Excerpts of location labeling data
## start
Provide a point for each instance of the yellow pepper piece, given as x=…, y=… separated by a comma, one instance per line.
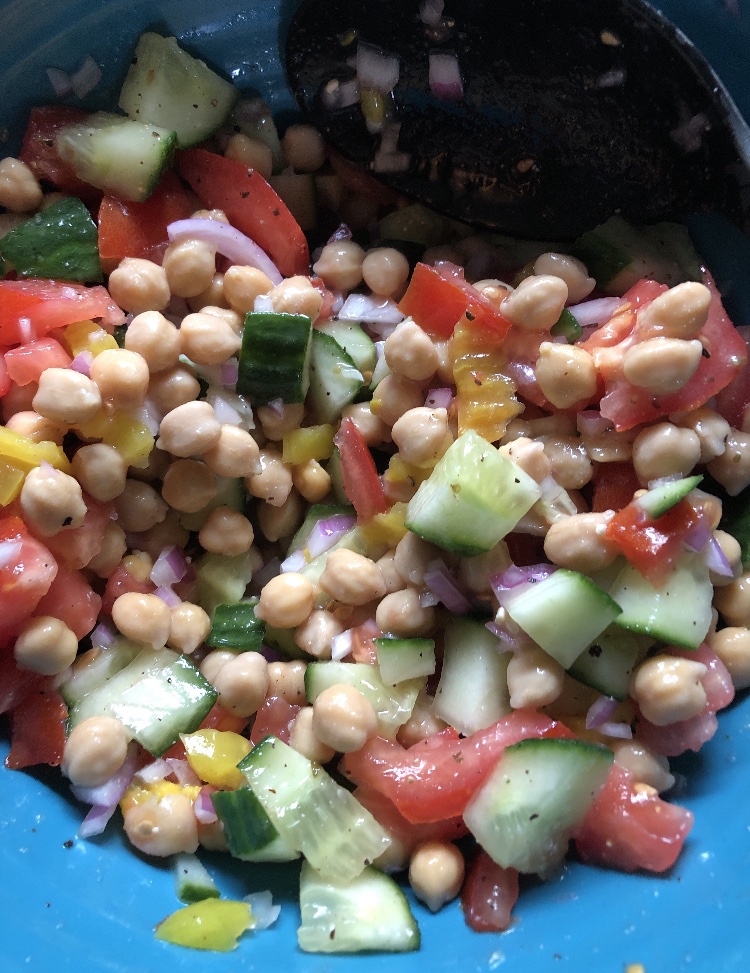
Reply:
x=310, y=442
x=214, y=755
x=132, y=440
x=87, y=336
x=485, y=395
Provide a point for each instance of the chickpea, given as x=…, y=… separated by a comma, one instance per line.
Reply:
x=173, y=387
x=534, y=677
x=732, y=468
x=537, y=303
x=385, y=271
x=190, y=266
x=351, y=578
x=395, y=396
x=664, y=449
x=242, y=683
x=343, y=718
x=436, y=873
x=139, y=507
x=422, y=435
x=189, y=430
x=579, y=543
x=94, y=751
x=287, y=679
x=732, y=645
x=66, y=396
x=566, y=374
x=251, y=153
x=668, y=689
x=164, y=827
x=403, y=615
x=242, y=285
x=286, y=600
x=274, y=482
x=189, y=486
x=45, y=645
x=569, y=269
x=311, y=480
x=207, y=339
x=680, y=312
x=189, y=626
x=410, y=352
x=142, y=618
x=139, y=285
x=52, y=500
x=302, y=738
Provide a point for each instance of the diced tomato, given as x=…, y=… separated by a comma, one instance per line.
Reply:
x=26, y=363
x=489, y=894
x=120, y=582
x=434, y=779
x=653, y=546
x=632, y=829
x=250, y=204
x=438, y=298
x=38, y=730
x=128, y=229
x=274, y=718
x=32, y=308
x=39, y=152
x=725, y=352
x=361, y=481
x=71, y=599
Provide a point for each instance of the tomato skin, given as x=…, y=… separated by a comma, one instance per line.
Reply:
## end
## start
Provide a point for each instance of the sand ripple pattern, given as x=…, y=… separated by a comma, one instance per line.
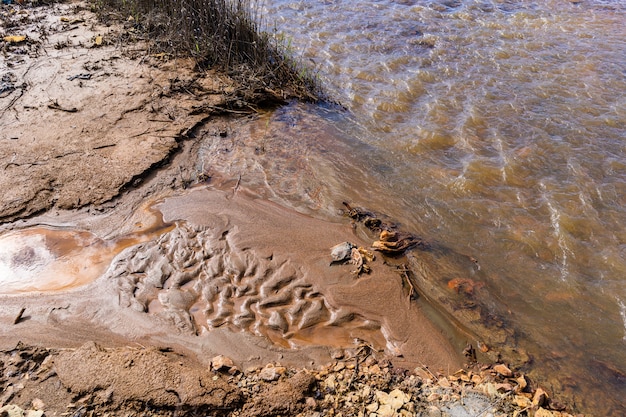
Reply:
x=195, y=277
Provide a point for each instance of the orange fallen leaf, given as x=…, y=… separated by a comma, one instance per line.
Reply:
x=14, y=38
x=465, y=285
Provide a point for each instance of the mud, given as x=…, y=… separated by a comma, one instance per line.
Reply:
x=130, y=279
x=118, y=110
## end
* [Aim]: Repeat the material from the line with "Provide a point for each instance of the yellow" up to and including the line with "x=485, y=395", swapping "yellow pepper piece" for "green pepper piece" and keeping everything else the same. Omit the picture.

* [Solution]:
Provide a point for each instance of the green pepper piece, given as x=…, y=… separated by a comma, one instance per line.
Reply:
x=310, y=442
x=214, y=755
x=132, y=440
x=87, y=336
x=485, y=395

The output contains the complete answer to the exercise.